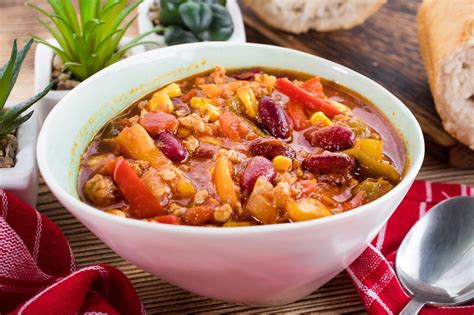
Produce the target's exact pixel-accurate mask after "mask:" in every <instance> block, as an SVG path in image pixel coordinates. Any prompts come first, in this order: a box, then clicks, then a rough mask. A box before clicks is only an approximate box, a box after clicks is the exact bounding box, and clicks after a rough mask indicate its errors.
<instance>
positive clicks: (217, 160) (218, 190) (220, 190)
mask: <svg viewBox="0 0 474 315" xmlns="http://www.w3.org/2000/svg"><path fill="white" fill-rule="evenodd" d="M213 180H214V185H215V186H216V191H217V195H218V196H219V198H220V199H221V201H222V202H224V203H228V204H229V205H231V206H232V207H234V206H235V205H236V204H237V195H236V193H235V190H234V181H233V180H232V167H231V164H230V161H229V159H228V158H227V157H224V156H221V157H219V158H218V159H217V162H216V166H215V168H214V174H213Z"/></svg>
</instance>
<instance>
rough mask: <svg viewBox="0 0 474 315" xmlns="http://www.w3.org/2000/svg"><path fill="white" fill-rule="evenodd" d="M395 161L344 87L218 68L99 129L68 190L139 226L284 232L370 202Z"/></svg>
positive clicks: (294, 72) (385, 136) (319, 82)
mask: <svg viewBox="0 0 474 315" xmlns="http://www.w3.org/2000/svg"><path fill="white" fill-rule="evenodd" d="M405 159H406V158H405V152H404V147H403V144H402V141H401V139H400V137H399V136H398V134H397V132H395V130H394V129H393V128H392V127H391V126H390V123H389V122H388V120H387V119H386V118H385V117H383V116H382V115H381V114H380V113H379V112H378V111H377V110H376V109H375V107H374V106H372V105H371V104H369V102H368V101H367V100H365V99H364V98H363V97H361V96H359V95H357V94H356V93H354V92H351V91H349V90H347V89H346V88H344V87H341V86H339V85H337V84H335V83H333V82H328V81H325V80H323V79H320V78H318V77H314V76H310V75H307V74H303V73H296V72H291V71H282V70H275V69H259V68H256V69H241V70H232V71H230V70H229V71H227V73H226V71H225V69H223V68H221V67H219V66H218V67H216V68H215V69H214V70H212V71H210V72H207V73H202V74H200V75H197V76H194V77H190V78H187V79H184V80H182V81H179V82H176V83H172V84H169V85H167V86H165V87H162V88H161V89H159V90H157V91H156V92H154V93H151V94H150V95H147V96H146V97H144V98H143V99H141V100H139V101H138V102H136V103H134V104H132V105H131V106H130V107H129V108H127V109H126V110H125V111H124V112H123V113H122V114H120V115H119V116H117V117H115V118H113V119H112V120H111V121H109V122H108V123H107V124H106V125H105V126H104V127H103V128H102V130H101V131H100V132H99V133H98V134H97V135H96V136H95V137H94V139H93V140H92V142H91V144H90V146H89V147H88V149H87V151H86V152H85V153H84V156H83V160H82V163H81V168H80V179H79V191H80V195H81V198H82V199H83V200H84V201H86V202H88V203H89V204H91V205H93V206H95V207H97V208H98V209H100V210H102V211H106V212H109V213H111V214H114V215H119V216H123V217H129V218H135V219H142V220H148V221H151V222H158V223H168V224H186V225H201V226H204V225H205V226H224V227H229V226H248V225H259V224H272V223H287V222H297V221H305V220H311V219H318V218H321V217H326V216H331V215H337V214H338V213H341V212H344V211H349V210H351V209H353V208H355V207H358V206H360V205H362V204H365V203H367V202H370V201H372V200H374V199H377V198H379V197H380V196H382V195H383V194H385V193H387V192H388V191H390V190H391V189H392V188H393V187H394V186H395V185H396V184H397V183H398V182H399V181H400V179H401V176H402V173H403V169H404V167H405V163H406V161H405Z"/></svg>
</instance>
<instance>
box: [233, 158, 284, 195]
mask: <svg viewBox="0 0 474 315" xmlns="http://www.w3.org/2000/svg"><path fill="white" fill-rule="evenodd" d="M260 176H263V177H265V178H266V179H268V180H269V181H270V182H272V181H274V180H275V178H276V171H275V168H274V167H273V164H272V162H270V161H269V160H267V159H266V158H264V157H262V156H255V157H253V158H251V159H250V160H249V161H248V162H247V165H246V166H245V169H244V171H243V173H242V176H241V177H240V188H241V189H242V192H243V193H244V195H249V194H250V193H251V192H252V190H253V186H254V185H255V182H256V181H257V179H258V178H259V177H260Z"/></svg>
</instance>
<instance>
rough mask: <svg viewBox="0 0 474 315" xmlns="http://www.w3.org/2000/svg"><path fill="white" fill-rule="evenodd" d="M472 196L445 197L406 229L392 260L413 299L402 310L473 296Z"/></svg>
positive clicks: (462, 302) (465, 301)
mask: <svg viewBox="0 0 474 315" xmlns="http://www.w3.org/2000/svg"><path fill="white" fill-rule="evenodd" d="M473 266H474V197H457V198H451V199H448V200H446V201H444V202H442V203H440V204H438V205H436V206H435V207H434V208H433V209H431V210H430V211H429V212H428V213H427V214H426V215H425V216H424V217H423V218H421V219H420V220H419V221H418V222H417V223H416V224H415V225H414V226H413V227H412V228H411V230H410V231H409V232H408V234H407V236H406V237H405V239H404V240H403V242H402V244H401V246H400V248H399V250H398V253H397V258H396V262H395V268H396V271H397V274H398V277H399V279H400V281H401V283H402V285H403V287H404V288H405V289H406V290H407V291H409V292H410V293H411V294H412V295H413V296H414V298H413V300H412V301H411V302H410V303H409V304H408V305H407V306H406V308H405V309H404V310H403V311H402V313H401V314H414V313H416V312H417V311H418V310H419V309H421V307H423V305H424V304H426V303H428V304H442V305H450V304H451V305H453V304H462V303H465V302H467V301H469V300H470V299H473V298H474V269H473Z"/></svg>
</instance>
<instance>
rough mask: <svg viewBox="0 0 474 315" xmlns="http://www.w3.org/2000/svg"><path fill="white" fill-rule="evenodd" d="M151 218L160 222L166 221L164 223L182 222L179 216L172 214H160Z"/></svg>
mask: <svg viewBox="0 0 474 315" xmlns="http://www.w3.org/2000/svg"><path fill="white" fill-rule="evenodd" d="M149 220H150V221H154V222H158V223H164V224H175V225H180V224H181V220H180V219H179V218H178V217H177V216H175V215H172V214H166V215H159V216H157V217H154V218H151V219H149Z"/></svg>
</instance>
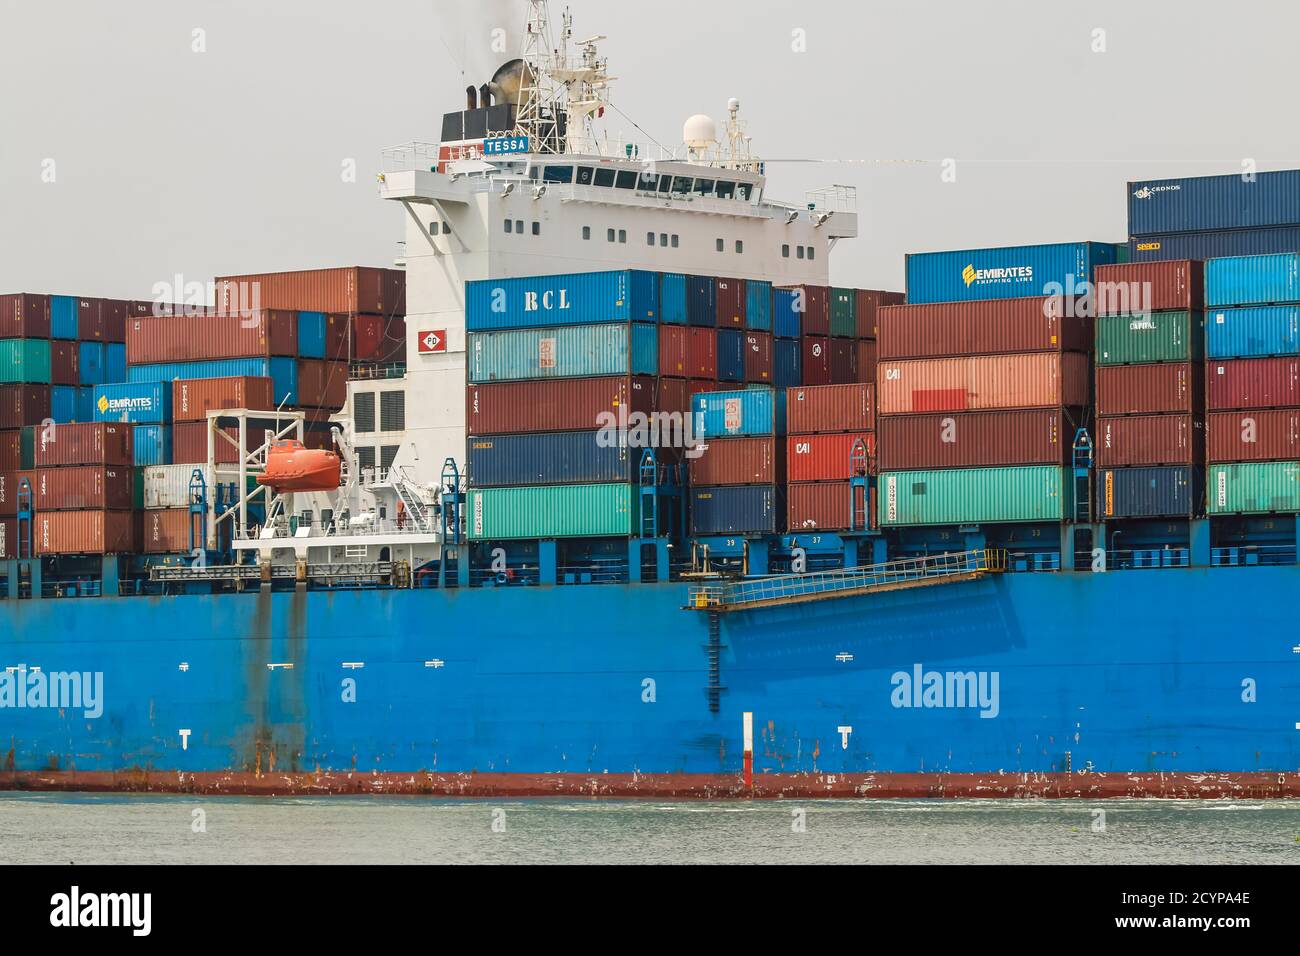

##############################

The answer is the entries above, given again exactly, with no pictures among them.

Produce the target's exact pixel-accurate mask after "mask:" in every <instance> block, as an SVG path in image pixel coordinates. Any prompts come first, in this order: a box, then clicks, then a rough mask. A box before clicks is only an approximate box, a box after clicks is the exact bounding box, and clicks after a rough mask indicate its errors.
<instance>
positive clicks: (217, 160) (218, 190) (220, 190)
mask: <svg viewBox="0 0 474 315" xmlns="http://www.w3.org/2000/svg"><path fill="white" fill-rule="evenodd" d="M213 180H214V185H215V186H216V191H217V195H218V196H219V198H220V199H221V201H222V202H224V203H228V204H229V205H231V206H232V207H234V206H235V205H236V204H237V195H236V193H235V190H234V181H233V180H232V167H231V164H230V161H229V159H228V158H227V157H224V156H221V157H219V158H218V159H217V162H216V166H215V168H214V174H213Z"/></svg>
</instance>
<instance>
rough mask: <svg viewBox="0 0 474 315" xmlns="http://www.w3.org/2000/svg"><path fill="white" fill-rule="evenodd" d="M395 161L344 87L218 68L99 129L68 190L139 226L284 232L370 202Z"/></svg>
positive clicks: (294, 72) (385, 136) (319, 82)
mask: <svg viewBox="0 0 474 315" xmlns="http://www.w3.org/2000/svg"><path fill="white" fill-rule="evenodd" d="M405 159H406V158H405V152H404V147H403V144H402V141H401V139H400V137H399V136H398V134H397V132H395V130H394V129H393V128H392V127H391V126H390V123H389V122H388V120H387V119H386V118H385V117H383V116H382V115H381V114H380V113H379V112H378V111H377V110H376V109H375V107H374V106H372V105H371V104H369V102H368V101H367V100H365V99H364V98H363V97H361V96H359V95H357V94H356V93H354V92H351V91H349V90H347V89H346V88H344V87H341V86H339V85H337V84H335V83H333V82H328V81H325V80H323V79H320V78H318V77H314V76H310V75H307V74H303V73H296V72H291V71H282V70H275V69H259V68H256V69H241V70H232V71H230V70H229V71H227V73H226V71H225V69H223V68H221V67H219V66H218V67H216V68H215V69H214V70H212V71H210V72H207V73H202V74H200V75H197V76H194V77H190V78H187V79H184V80H182V81H179V82H176V83H172V84H169V85H167V86H165V87H162V88H161V89H159V90H157V91H156V92H154V93H151V94H150V95H147V96H146V97H144V98H143V99H141V100H139V101H138V102H136V103H134V104H132V105H131V106H130V107H129V108H127V109H126V110H125V111H124V112H123V113H122V114H120V115H119V116H117V117H115V118H113V119H112V120H111V121H109V122H108V123H107V124H106V125H105V126H104V127H103V128H102V130H101V131H100V132H99V133H98V134H97V135H96V136H95V137H94V139H93V140H92V142H91V144H90V146H89V147H88V149H87V151H86V152H85V153H84V156H83V160H82V163H81V168H80V179H79V191H80V195H81V198H82V199H83V200H84V201H86V202H88V203H89V204H91V205H93V206H95V207H97V208H98V209H100V210H102V211H106V212H109V213H111V214H114V215H119V216H123V217H129V218H135V219H142V220H148V221H151V222H158V223H168V224H186V225H201V226H204V225H205V226H224V227H229V226H248V225H259V224H272V223H287V222H297V221H305V220H311V219H318V218H321V217H326V216H331V215H337V214H338V213H341V212H344V211H349V210H351V209H353V208H355V207H358V206H360V205H362V204H365V203H367V202H370V201H372V200H374V199H377V198H379V197H380V196H382V195H383V194H385V193H387V192H388V191H390V190H391V189H392V188H393V187H394V186H395V185H396V184H397V183H398V182H399V181H400V179H401V176H402V173H403V169H404V167H405V163H406V161H405Z"/></svg>
</instance>
<instance>
box: [233, 158, 284, 195]
mask: <svg viewBox="0 0 474 315" xmlns="http://www.w3.org/2000/svg"><path fill="white" fill-rule="evenodd" d="M260 176H263V177H265V178H266V179H268V180H269V181H270V182H272V181H274V180H275V178H276V171H275V168H274V167H273V164H272V162H270V161H269V160H267V159H266V158H264V157H262V156H255V157H253V158H251V159H250V160H249V161H248V162H247V165H246V166H245V169H244V171H243V173H242V176H241V177H240V188H241V189H242V192H243V193H244V195H249V194H250V193H251V192H252V190H253V186H254V185H255V182H256V181H257V179H258V178H259V177H260Z"/></svg>
</instance>
<instance>
rough mask: <svg viewBox="0 0 474 315" xmlns="http://www.w3.org/2000/svg"><path fill="white" fill-rule="evenodd" d="M472 196L445 197L406 229L392 260L413 299L402 310L473 296Z"/></svg>
positive clicks: (462, 302) (465, 301)
mask: <svg viewBox="0 0 474 315" xmlns="http://www.w3.org/2000/svg"><path fill="white" fill-rule="evenodd" d="M473 266H474V197H457V198H451V199H448V200H446V201H444V202H442V203H440V204H438V205H436V206H435V207H434V208H433V209H431V210H430V211H429V212H428V213H427V214H426V215H425V216H424V217H423V218H421V219H420V220H419V221H418V222H417V223H416V224H415V225H414V226H413V227H412V228H411V230H410V231H409V232H408V234H407V236H406V237H405V239H404V240H403V242H402V244H401V246H400V248H399V250H398V253H397V258H396V262H395V268H396V271H397V274H398V277H399V279H400V281H401V283H402V285H403V287H404V288H405V289H406V290H407V291H409V292H410V293H411V294H412V295H413V296H414V298H413V300H412V301H411V302H410V303H409V304H408V305H407V306H406V308H405V309H404V310H403V311H402V313H401V314H414V313H416V312H417V311H418V310H419V309H421V307H423V305H424V304H426V303H428V304H442V305H450V304H451V305H453V304H462V303H465V302H467V301H469V300H470V299H473V298H474V269H473Z"/></svg>
</instance>
<instance>
rough mask: <svg viewBox="0 0 474 315" xmlns="http://www.w3.org/2000/svg"><path fill="white" fill-rule="evenodd" d="M151 218L160 222L166 221L164 223L182 222L179 216L172 214H160Z"/></svg>
mask: <svg viewBox="0 0 474 315" xmlns="http://www.w3.org/2000/svg"><path fill="white" fill-rule="evenodd" d="M149 220H150V221H154V222H158V223H164V224H175V225H180V224H181V220H180V219H179V218H178V217H177V216H175V215H172V214H166V215H159V216H157V217H154V218H151V219H149Z"/></svg>
</instance>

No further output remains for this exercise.